更新:2018/06/09

トンネル掘ってベルコン設置? 残念な『南信州』


田園神社の蚕玉様(こだまさま)

 9日付の『南信州』を読んでちょっと驚きました。風越山トンネルの工法変更についての、7日の北条振興センターでの説明会で、JR東海が、北条のシールドマシンの発進立坑から土曽川の工事施工ヤードまで300メートルのトンネルを掘って、そこにベルトコンベヤを設置して、残土を搬出すると説明したと書いていました。

 説明会は、6日にも座光寺公民館で行われました。JR東海は、2日とも同じ説明をしたはずです。

 6日のJR東海の説明は次の通り。説明に使った資料を下に示します。

6日座光寺公民館でのJR東海の説明:シールドマシンはマシンのところからずーっとヤードまでベルトコンベヤーにのせて土を出していきますので、このままずーっとこちらの土曽川の非常口までベルトコンベヤーで土を運んで行って、こちらから土を搬出するというようなところを検討をおこなっております。これ、まあちょっと、直線で書いてありますが、点線で書いてあるとおり、ここの区間の搬出方法ですね、ふくめて、非常口から先の合わせまして検討してまいりますが、そちらの搬出方法の検討につきましては、長野県さんや飯田市さんの事業と調整させていただきながら、また協力させていただきながら、検討を進めていきたいというふうに考えております。


 『信濃毎日』の7日の記事です。JR東海の説明と大きな違いはありません。

★ ★ ★ ★ ★ ★ ★

= 課題 =
**1.** 上の本文抜粋によると、6日の説明会はどこで行われましたか。
**2.** 上の本文抜粋のうち、「田園神社の蚕玉様(こだまさま)」から「というふうに考えております。」までを正確に書き写しなさい。

= データ抜粋 =
★ ★ ★ ★ ★ ★ ★

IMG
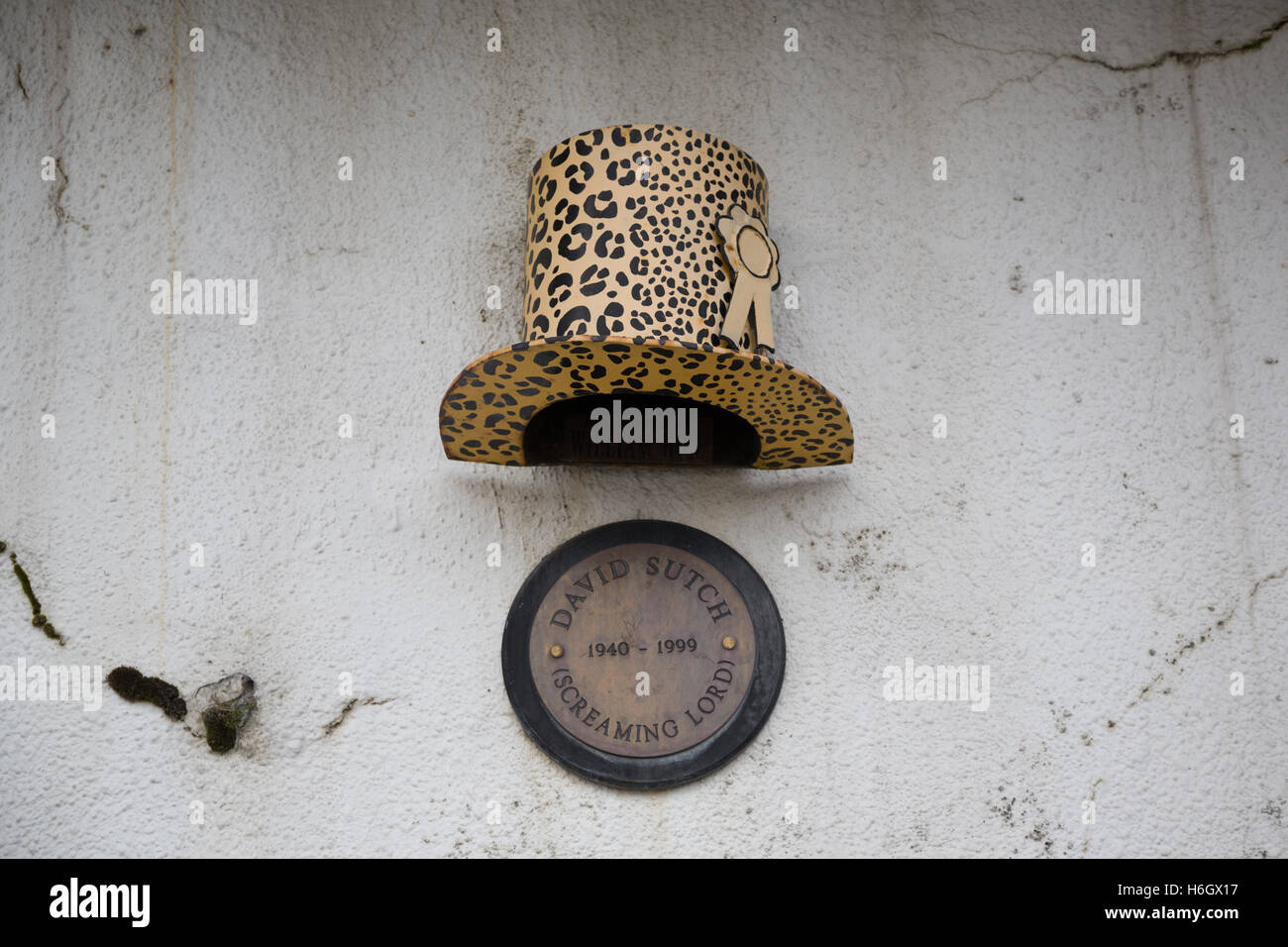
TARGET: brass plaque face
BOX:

★ ★ ★ ★ ★ ★ ★

= 課題別の解答 =
**1.** 座光寺公民館です。

**2.**
田園神社の蚕玉様(こだまさま)

 9日付の『南信州』を読んでちょっと驚きました。風越山トンネルの工法変更についての、7日の北条振興センターでの説明会で、JR東海が、北条のシールドマシンの発進立坑から土曽川の工事施工ヤードまで300メートルのトンネルを掘って、そこにベルトコンベヤを設置して、残土を搬出すると説明したと書いていました。

 説明会は、6日にも座光寺公民館で行われました。JR東海は、2日とも同じ説明をしたはずです。

 6日のJR東海の説明は次の通り。説明に使った資料を下に示します。

6日座光寺公民館でのJR東海の説明:シールドマシンはマシンのところからずーっとヤードまでベルトコンベヤーにのせて土を出していきますので、このままずーっとこちらの土曽川の非常口までベルトコンベヤーで土を運んで行って、こちらから土を搬出するというようなところを検討をおこなっております。これ、まあちょっと、直線で書いてありますが、点線で書いてあるとおり、ここの区間の搬出方法ですね、ふくめて、非常口から先の合わせまして検討してまいりますが、そちらの搬出方法の検討につきましては、長野県さんや飯田市さんの事業と調整させていただきながら、また協力させていただきながら、検討を進めていきたいというふうに考えております。